In the listing below, print exactly the lines between the line holding "Where can you spot the green grass field?" and the line holding "Where can you spot the small", inclusive, and no more.

*** TASK INPUTS ***

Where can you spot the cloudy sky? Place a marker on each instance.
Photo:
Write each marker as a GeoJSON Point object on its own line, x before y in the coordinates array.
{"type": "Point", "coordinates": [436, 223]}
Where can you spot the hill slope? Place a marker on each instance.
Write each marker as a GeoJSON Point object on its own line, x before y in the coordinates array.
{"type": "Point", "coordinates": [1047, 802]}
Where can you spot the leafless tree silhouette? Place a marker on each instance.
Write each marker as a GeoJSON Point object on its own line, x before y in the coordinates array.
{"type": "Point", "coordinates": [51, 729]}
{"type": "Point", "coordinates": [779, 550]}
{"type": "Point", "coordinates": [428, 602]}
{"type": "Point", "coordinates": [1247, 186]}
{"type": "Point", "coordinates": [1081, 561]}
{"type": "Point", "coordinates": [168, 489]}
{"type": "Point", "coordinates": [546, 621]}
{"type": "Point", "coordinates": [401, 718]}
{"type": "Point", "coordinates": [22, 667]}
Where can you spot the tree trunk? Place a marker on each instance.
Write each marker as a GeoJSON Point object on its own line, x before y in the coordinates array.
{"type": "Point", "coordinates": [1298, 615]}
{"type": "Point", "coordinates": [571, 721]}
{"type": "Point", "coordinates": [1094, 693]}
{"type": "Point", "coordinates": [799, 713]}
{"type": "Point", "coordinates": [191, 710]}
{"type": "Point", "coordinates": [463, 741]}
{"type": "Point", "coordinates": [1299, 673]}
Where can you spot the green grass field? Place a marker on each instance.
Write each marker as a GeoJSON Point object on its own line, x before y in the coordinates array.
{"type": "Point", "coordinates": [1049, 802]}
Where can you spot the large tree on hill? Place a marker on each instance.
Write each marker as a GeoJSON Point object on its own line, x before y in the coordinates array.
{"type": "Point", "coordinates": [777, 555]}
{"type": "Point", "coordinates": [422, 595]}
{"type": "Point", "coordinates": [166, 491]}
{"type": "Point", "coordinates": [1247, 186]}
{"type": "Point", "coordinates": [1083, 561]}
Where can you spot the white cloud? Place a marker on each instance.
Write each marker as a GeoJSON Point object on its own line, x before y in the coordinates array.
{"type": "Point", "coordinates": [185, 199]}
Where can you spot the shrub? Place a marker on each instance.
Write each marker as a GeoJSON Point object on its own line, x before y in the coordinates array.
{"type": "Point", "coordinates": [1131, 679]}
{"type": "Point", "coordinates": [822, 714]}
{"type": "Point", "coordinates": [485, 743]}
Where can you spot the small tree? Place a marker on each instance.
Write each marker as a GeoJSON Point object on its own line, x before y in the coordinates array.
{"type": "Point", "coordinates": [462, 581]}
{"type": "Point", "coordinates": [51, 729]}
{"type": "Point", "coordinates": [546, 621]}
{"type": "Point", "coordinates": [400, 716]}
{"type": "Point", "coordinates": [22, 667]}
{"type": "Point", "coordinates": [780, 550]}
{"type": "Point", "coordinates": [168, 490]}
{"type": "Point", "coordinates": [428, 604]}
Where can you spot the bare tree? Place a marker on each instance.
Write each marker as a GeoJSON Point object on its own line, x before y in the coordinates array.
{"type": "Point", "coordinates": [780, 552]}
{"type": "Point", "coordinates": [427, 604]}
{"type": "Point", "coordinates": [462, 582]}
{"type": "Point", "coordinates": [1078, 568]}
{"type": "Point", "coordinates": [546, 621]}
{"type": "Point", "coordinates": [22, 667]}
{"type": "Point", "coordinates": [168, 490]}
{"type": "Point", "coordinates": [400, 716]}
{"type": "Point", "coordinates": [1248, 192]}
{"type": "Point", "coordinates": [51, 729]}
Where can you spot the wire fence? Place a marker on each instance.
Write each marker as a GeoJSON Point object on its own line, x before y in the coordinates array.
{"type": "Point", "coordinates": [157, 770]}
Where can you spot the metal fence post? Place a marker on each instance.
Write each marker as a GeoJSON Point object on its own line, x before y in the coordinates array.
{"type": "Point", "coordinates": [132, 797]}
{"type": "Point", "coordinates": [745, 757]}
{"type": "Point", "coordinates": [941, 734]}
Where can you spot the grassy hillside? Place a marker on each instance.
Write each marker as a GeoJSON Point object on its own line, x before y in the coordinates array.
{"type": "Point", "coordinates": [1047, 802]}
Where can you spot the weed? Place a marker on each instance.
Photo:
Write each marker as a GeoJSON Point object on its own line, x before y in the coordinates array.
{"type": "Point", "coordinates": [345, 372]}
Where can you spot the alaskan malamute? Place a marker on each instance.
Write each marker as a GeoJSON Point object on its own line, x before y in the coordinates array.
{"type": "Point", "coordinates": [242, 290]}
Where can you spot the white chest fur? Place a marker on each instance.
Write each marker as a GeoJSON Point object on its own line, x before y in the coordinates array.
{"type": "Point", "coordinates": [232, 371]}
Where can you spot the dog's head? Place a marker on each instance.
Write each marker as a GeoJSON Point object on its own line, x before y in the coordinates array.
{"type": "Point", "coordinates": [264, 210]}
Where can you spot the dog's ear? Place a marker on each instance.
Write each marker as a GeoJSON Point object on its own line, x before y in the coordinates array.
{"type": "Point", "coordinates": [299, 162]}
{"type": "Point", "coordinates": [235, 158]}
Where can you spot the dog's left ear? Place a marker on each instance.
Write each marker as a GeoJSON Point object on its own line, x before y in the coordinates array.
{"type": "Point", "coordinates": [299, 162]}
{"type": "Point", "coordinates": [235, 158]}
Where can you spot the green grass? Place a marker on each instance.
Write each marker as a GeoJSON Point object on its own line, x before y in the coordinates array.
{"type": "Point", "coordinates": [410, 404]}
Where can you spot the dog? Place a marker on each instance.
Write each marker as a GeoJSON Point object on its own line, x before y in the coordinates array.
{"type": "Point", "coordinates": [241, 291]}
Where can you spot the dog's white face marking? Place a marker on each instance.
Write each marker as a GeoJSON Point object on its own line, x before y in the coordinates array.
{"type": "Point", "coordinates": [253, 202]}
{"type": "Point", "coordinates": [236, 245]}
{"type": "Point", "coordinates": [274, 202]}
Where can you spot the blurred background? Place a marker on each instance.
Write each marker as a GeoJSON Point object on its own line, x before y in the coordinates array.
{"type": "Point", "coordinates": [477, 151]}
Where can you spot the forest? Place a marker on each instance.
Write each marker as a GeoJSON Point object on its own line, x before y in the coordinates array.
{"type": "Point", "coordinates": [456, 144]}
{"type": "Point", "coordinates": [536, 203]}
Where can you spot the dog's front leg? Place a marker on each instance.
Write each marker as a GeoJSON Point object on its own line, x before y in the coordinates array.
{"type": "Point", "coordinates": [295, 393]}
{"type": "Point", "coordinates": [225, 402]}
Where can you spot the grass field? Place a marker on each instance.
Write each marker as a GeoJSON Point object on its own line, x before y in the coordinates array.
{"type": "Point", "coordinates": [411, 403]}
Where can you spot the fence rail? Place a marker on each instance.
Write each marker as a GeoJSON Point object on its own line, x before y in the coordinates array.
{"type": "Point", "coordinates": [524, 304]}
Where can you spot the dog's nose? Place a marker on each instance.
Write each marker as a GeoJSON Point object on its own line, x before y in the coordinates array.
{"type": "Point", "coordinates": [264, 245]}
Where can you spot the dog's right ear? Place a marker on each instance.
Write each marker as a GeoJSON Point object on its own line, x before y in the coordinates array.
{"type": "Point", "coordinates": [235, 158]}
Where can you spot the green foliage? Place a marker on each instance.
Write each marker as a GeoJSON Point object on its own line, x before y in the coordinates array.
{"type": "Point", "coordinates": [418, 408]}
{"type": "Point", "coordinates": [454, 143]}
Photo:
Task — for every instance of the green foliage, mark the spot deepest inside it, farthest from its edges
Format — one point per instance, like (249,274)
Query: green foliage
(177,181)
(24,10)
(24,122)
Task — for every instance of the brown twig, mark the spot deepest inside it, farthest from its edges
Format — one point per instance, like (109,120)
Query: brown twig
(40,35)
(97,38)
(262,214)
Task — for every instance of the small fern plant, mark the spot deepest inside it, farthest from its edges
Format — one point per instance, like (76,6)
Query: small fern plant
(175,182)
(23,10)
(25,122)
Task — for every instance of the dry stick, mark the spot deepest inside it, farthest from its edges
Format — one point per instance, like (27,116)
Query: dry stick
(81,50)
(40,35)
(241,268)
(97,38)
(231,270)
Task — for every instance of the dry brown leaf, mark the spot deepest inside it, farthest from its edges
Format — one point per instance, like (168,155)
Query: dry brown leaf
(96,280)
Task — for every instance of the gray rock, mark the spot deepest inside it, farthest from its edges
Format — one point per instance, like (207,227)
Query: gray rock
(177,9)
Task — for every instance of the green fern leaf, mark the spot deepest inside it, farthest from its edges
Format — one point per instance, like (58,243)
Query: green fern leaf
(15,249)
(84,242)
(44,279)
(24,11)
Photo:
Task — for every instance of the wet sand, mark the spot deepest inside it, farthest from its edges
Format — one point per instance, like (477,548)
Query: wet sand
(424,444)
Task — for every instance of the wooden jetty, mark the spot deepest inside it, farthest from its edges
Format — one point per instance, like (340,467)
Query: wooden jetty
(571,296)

*** End of TASK INPUTS ***

> **WORKED SOLUTION**:
Where can you spot the green grass field? Place a marker on each instance.
Write each marker as a GeoJSON Point object on its own line, x before y in the coordinates array.
{"type": "Point", "coordinates": [1049, 802]}
Where can you spot the large tree on hill? Place a marker on each instance.
Write each marker as a GeoJSON Point object on its own line, x before y in the coordinates array.
{"type": "Point", "coordinates": [777, 555]}
{"type": "Point", "coordinates": [422, 595]}
{"type": "Point", "coordinates": [166, 491]}
{"type": "Point", "coordinates": [1247, 186]}
{"type": "Point", "coordinates": [1083, 561]}
Where can you spot the white cloud? Place a marker on each instance.
Write each marker as a GeoJSON Point object on its own line, x before y in the coordinates array.
{"type": "Point", "coordinates": [185, 199]}
Where can you spot the shrub? Place a marker on each instance.
Write each marker as a GeoJSON Point object on its own line, x before y in the coordinates array.
{"type": "Point", "coordinates": [1131, 679]}
{"type": "Point", "coordinates": [822, 714]}
{"type": "Point", "coordinates": [485, 743]}
Where can you spot the small tree? Place a marker on each instance.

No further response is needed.